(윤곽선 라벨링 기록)
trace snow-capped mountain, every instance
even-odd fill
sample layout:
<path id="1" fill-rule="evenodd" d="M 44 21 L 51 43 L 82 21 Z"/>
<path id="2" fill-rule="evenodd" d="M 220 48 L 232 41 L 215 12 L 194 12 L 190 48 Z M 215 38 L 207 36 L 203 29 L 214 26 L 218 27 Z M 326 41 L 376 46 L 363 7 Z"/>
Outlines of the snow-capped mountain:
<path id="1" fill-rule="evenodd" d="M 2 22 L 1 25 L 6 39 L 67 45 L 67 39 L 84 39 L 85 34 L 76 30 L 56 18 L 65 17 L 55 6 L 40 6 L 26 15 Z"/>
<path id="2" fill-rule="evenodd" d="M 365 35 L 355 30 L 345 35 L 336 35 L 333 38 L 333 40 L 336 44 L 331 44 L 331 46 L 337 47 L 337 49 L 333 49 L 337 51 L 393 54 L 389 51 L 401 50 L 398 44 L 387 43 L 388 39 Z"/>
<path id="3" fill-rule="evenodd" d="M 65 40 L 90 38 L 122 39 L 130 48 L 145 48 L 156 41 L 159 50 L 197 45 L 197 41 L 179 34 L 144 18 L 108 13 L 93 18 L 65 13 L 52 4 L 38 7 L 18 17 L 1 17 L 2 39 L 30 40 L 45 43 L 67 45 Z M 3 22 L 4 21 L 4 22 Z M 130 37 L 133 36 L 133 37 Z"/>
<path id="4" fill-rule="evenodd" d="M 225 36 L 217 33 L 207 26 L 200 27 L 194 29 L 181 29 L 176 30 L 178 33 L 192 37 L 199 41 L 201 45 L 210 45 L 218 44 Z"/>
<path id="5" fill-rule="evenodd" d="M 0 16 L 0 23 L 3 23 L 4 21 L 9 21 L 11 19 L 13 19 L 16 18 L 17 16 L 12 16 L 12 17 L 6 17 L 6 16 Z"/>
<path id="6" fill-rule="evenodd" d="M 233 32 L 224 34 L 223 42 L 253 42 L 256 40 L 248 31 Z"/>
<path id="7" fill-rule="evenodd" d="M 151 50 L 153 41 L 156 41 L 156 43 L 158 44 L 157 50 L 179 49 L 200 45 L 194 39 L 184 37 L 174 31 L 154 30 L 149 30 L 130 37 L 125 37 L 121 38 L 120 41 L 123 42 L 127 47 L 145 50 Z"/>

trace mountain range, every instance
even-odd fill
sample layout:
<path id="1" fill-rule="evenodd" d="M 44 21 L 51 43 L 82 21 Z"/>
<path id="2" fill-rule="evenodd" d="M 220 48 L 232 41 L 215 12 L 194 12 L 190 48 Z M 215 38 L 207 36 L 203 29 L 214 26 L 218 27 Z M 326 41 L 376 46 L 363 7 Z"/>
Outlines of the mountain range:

연습 과제
위 기록에서 "mountain"라는 문자열이 들어 있는 줄의 수를 숫자로만 적어 주세요.

과제 답변
4